Replace every "Target" in the data below with "Object" and leave everything else unchanged. Reproduce the data without the pictures.

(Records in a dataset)
------------------------------------------------------------

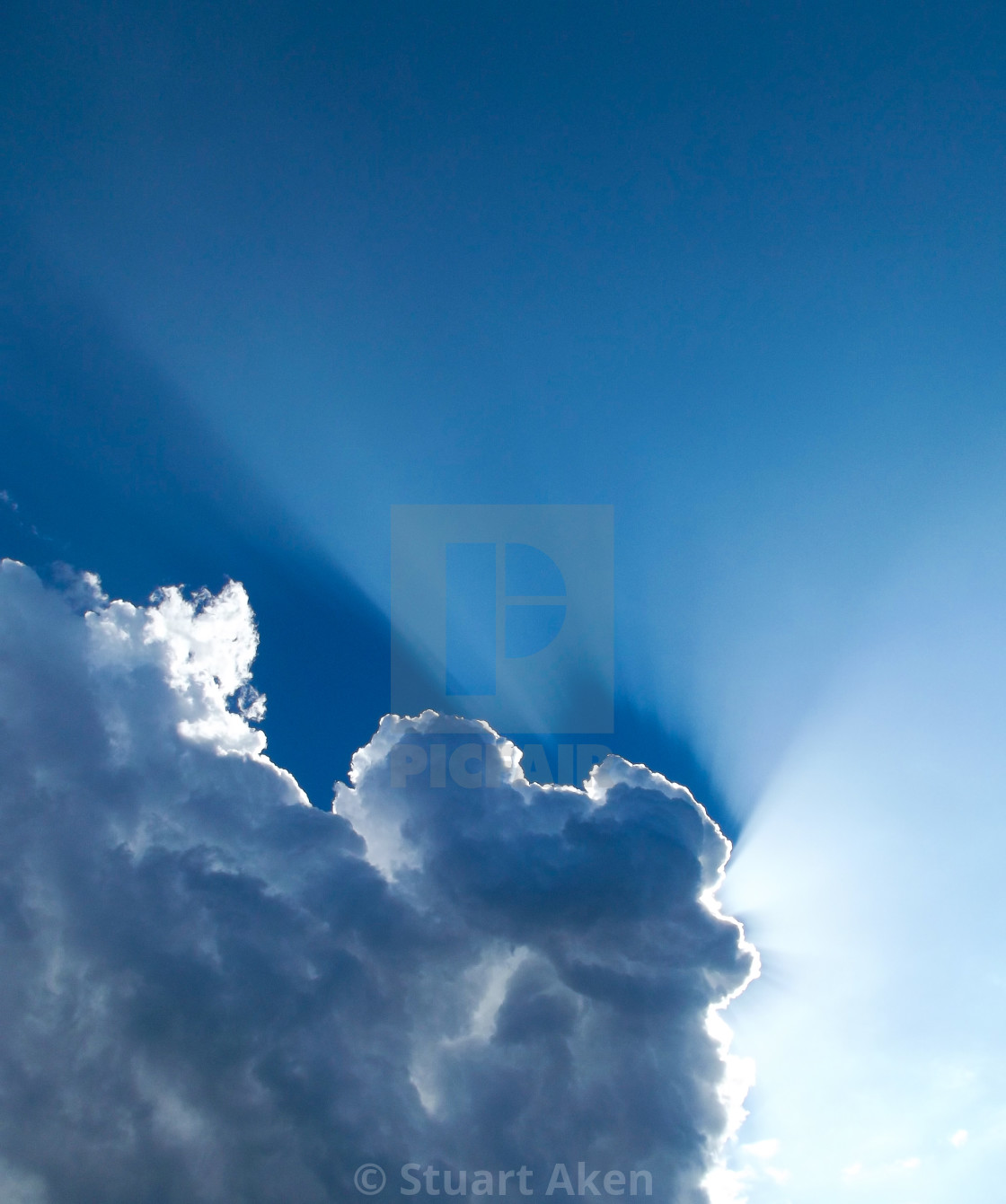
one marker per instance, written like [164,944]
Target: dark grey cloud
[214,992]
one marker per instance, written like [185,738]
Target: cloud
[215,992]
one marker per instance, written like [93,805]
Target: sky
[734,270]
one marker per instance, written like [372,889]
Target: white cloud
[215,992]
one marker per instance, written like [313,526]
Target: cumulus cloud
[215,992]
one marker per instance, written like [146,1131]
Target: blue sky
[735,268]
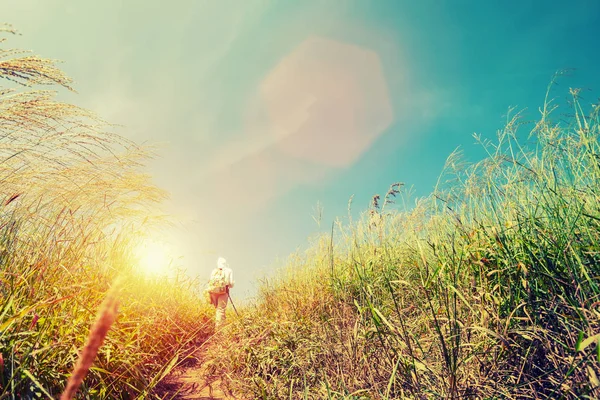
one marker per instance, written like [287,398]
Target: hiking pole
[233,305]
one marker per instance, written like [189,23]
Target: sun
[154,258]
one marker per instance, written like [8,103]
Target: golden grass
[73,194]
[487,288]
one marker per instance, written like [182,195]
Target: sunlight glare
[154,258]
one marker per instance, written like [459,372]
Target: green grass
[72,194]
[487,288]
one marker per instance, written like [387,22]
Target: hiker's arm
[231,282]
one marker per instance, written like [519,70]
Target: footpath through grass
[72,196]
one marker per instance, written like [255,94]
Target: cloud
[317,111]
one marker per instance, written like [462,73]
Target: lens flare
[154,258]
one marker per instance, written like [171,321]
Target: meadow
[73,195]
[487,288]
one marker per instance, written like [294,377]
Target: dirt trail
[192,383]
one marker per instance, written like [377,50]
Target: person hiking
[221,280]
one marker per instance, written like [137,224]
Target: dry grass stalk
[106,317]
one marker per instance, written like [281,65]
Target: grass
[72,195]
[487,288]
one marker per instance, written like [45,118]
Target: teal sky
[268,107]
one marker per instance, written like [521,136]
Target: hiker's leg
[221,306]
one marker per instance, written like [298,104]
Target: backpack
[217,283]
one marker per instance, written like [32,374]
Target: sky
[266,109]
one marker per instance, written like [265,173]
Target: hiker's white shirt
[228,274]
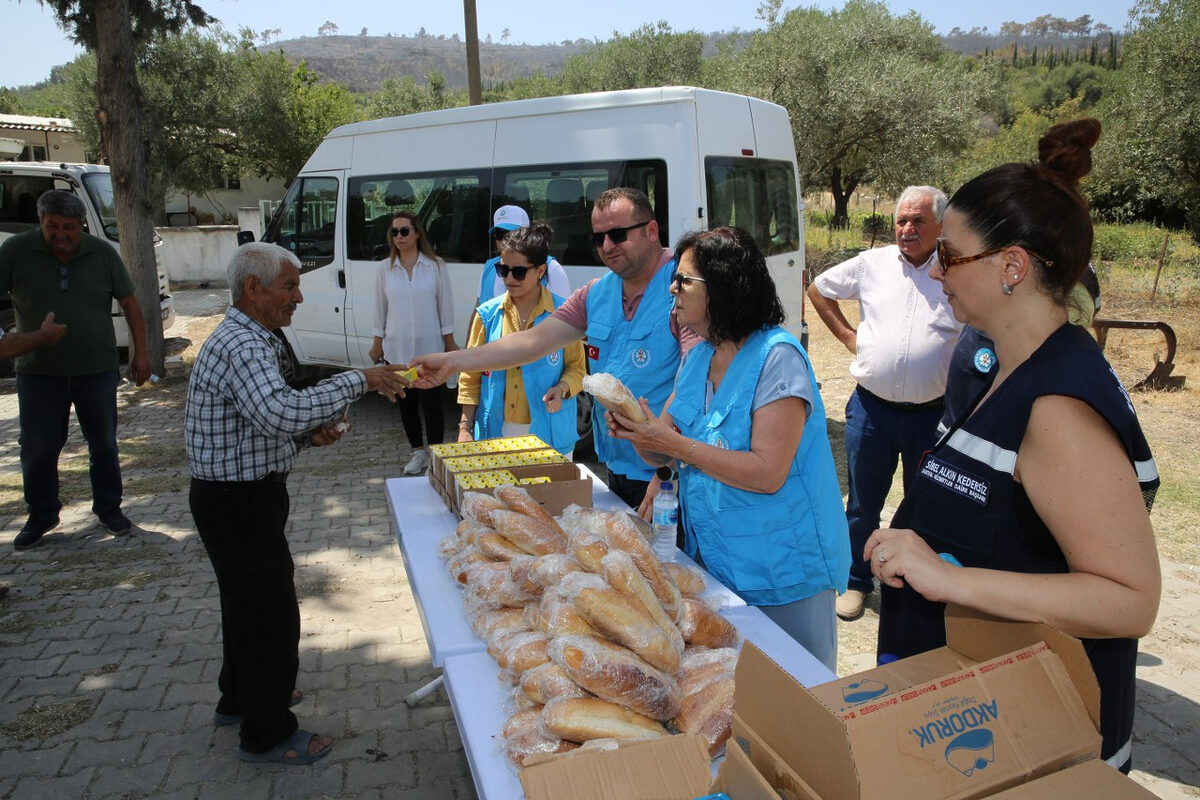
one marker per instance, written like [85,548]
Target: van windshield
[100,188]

------------------------------------------------------------

* **Solution to the problem**:
one marker per instance, written like [164,944]
Object: dark grey cloud
[214,992]
one marker per instance, written like [185,738]
Object: cloud
[215,992]
one marker per instance, written like [93,805]
Object: sky
[734,270]
one marker per instance, written like [372,889]
Object: white cloud
[215,992]
one marker per instance, written like [313,526]
Object: cumulus cloud
[215,992]
one marker per instance, written like [146,1131]
Object: blue sky
[735,268]
one marker per instance, written like [287,398]
Object: hiking pole
[233,305]
one marker per instance, written like [189,23]
Object: sun
[154,258]
one marker per instance, written like [8,103]
Object: golden grass
[73,194]
[487,288]
one marker per instance, written like [182,195]
Object: sunlight glare
[154,258]
one marker per instance, written like [459,372]
Object: green grass
[72,194]
[487,288]
one marker per instance, written like [387,22]
Object: hiker's arm
[231,282]
one marker per instance, written like [519,70]
Object: footpath through grass
[72,196]
one marker per instance, written like [255,94]
Object: cloud
[317,111]
one marker per instance, written like [462,73]
Object: lens flare
[154,258]
one marker per instance, written like [171,321]
Object: meadow
[73,195]
[487,288]
one marker per instance, written like [294,377]
Object: dirt trail
[192,383]
one marker per instance, written like [377,50]
Object: person hiking
[221,280]
one marker per instance, written like [137,224]
Object: dry grass stalk
[106,317]
one marker per instance, written like [281,65]
Object: grass
[72,195]
[487,288]
one marker per instance, written like [45,118]
Object: teal sky
[268,107]
one marker per instance, written like [521,136]
Object: hiker's leg
[221,306]
one marker per instance, written like [298,104]
Object: backpack
[217,283]
one marker per instance, written like [32,374]
Object: sky
[266,109]
one marker per instance, written like [265,173]
Object: hiker's white shirt
[228,274]
one marker per instance, written like [85,548]
Object: van windshield
[100,188]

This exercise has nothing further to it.